Material to process:
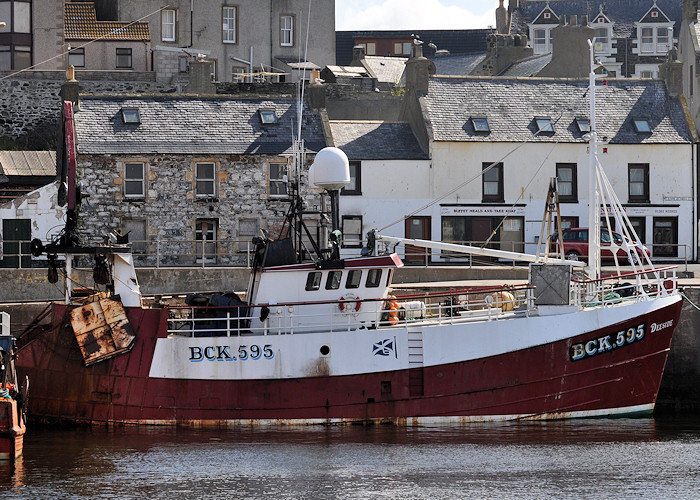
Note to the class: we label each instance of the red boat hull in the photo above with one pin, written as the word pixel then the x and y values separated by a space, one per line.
pixel 537 382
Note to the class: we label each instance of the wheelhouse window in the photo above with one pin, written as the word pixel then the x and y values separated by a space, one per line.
pixel 278 180
pixel 287 31
pixel 566 182
pixel 638 182
pixel 205 179
pixel 374 277
pixel 134 180
pixel 124 59
pixel 355 186
pixel 313 281
pixel 353 279
pixel 352 231
pixel 76 58
pixel 492 183
pixel 333 280
pixel 228 24
pixel 167 25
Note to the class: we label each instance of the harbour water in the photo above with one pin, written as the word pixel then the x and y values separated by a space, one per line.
pixel 606 458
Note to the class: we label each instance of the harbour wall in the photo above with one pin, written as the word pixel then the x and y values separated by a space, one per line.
pixel 680 387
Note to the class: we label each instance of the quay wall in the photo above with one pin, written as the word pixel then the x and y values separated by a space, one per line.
pixel 680 387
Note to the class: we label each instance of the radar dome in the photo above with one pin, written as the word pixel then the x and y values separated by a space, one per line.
pixel 330 170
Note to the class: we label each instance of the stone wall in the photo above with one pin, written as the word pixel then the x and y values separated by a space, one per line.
pixel 170 209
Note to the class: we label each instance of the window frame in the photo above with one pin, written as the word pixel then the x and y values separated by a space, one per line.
pixel 492 198
pixel 352 243
pixel 126 52
pixel 140 180
pixel 353 279
pixel 374 278
pixel 313 281
pixel 164 23
pixel 278 180
pixel 356 174
pixel 228 30
pixel 79 52
pixel 638 198
pixel 290 30
pixel 202 242
pixel 201 180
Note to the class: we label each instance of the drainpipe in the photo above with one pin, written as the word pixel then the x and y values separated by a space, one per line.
pixel 191 24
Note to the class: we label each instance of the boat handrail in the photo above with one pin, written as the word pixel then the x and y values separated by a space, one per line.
pixel 434 294
pixel 629 274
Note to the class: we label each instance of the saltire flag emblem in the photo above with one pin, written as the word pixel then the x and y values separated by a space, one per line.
pixel 383 347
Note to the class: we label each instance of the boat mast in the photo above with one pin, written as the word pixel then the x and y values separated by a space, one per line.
pixel 593 268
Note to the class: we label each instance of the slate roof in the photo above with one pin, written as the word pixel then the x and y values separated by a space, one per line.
pixel 387 69
pixel 623 13
pixel 456 41
pixel 529 66
pixel 80 23
pixel 192 125
pixel 457 64
pixel 511 104
pixel 28 163
pixel 376 140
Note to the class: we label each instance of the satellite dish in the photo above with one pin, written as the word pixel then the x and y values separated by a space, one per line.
pixel 330 170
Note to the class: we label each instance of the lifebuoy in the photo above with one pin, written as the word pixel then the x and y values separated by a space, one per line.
pixel 346 303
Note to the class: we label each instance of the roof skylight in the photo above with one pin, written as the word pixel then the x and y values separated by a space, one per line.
pixel 584 126
pixel 131 116
pixel 641 125
pixel 268 116
pixel 480 124
pixel 544 125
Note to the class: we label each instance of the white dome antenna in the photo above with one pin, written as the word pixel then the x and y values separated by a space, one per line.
pixel 330 170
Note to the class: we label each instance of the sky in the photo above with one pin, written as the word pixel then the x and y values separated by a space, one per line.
pixel 414 14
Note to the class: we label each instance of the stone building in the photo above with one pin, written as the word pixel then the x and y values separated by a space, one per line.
pixel 633 38
pixel 192 179
pixel 242 38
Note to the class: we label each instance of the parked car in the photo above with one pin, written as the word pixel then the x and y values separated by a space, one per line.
pixel 576 244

Task statement: Leaving out the pictures, print every record exactly as written.

Result of this task:
Note to the class: we label each instance of the red boat hull in the photo above with one pin, written as the word pixel then the x and y values separated by a space, one per line.
pixel 537 382
Note to the class: we label each instance of the wheelhouse window in the photo above with one pin, written as the word pixel then the x and y values separated by a space, one per line.
pixel 278 180
pixel 287 31
pixel 566 182
pixel 638 182
pixel 205 179
pixel 374 277
pixel 134 180
pixel 124 59
pixel 355 186
pixel 313 281
pixel 353 279
pixel 352 231
pixel 76 58
pixel 492 183
pixel 333 280
pixel 228 24
pixel 167 25
Note to the class: we label each instance of the harbour water in the photo above with one pin, written as the word pixel then the x and y values separated by a space, one per line.
pixel 606 458
Note to the class: we label each instance of the harbour wall in the photo above with one pin, written as the word pixel then the x and y values separated by a space, one per line.
pixel 680 387
Note to the class: we label each instance of the quay wall in the photo above with one pin, written as the word pixel then the x and y values separated by a space, one per line.
pixel 680 387
Note to the class: we label each instance of the radar dome in the photo above with one pin, written as the word pixel then the x and y values separated by a space, one per line.
pixel 330 170
Note to the class: we label each instance of the stone wall in the photo above with one pin, written as the word pixel then the x and y values separated by a space, one per line.
pixel 170 209
Note to the class: we label each instance of the window frame in the photo above with one pin, written as the word pixel then the x and y values separated by a space, one per line.
pixel 492 198
pixel 352 243
pixel 126 52
pixel 140 180
pixel 353 279
pixel 374 278
pixel 313 281
pixel 164 23
pixel 278 180
pixel 356 174
pixel 228 30
pixel 79 52
pixel 638 198
pixel 290 30
pixel 202 242
pixel 201 180
Note to the class: we label each instance of the drainpipe in the photo above with one pin, written as the word pixel then the x and y values separated by a space, one per line.
pixel 191 24
Note to the class: we label each instance of the boat handrail in the photo above with one pin, written as the word pixel then the x and y values separated by a space, one per line.
pixel 434 294
pixel 629 274
Note to the class: we label each instance of the saltire flag emblem in the photo above with one pin, written as the word pixel then the x and y values separated by a space, one per line.
pixel 383 347
Note to the class: we label each instance of the boat mast in the photo above with one pin, written as the word pixel then the x and y values separated by a space, one per line.
pixel 593 268
Note to the class: we label each instance of the slate roof in the photo above with one pin, written as the word pixel then the x and y values separated by a space, one per line.
pixel 387 69
pixel 623 13
pixel 456 41
pixel 529 66
pixel 80 23
pixel 192 125
pixel 457 64
pixel 511 104
pixel 28 163
pixel 376 140
Note to the class: we label each instance of the satellite dish in the photo above with one pin, written as the word pixel then the x and y values separated by a space, one per line.
pixel 330 170
Note to the class: we label each instance of the lifebuoy in the photo above with one pin, written as the word pixel then the x and y values separated by a space, one per line.
pixel 346 303
Note to the class: we label each instance of the roof skylight in the photo above with one pin, written as the word pixel then the x and y values separated by a space, one per line.
pixel 584 126
pixel 131 116
pixel 641 125
pixel 268 116
pixel 480 124
pixel 544 125
Note to the class: we label each instance of the white dome antenna in the photo above with one pin, written as the word pixel then the x and y values separated by a space, one per line.
pixel 330 170
Note to the class: we label each instance of the sky in the photo above with one pin, written as the word pixel then the x and y values separated by a space, one per line.
pixel 414 14
Note to the class: we label each instance of the stone building in the photo above with one pin, written as the word pixel then the x and y values separated by a space, one per line.
pixel 633 38
pixel 192 179
pixel 242 38
Note to the class: we label each instance of the parked car in the photo above with one pin, written as the word pixel then the x and y values separated by a space, one per line.
pixel 576 244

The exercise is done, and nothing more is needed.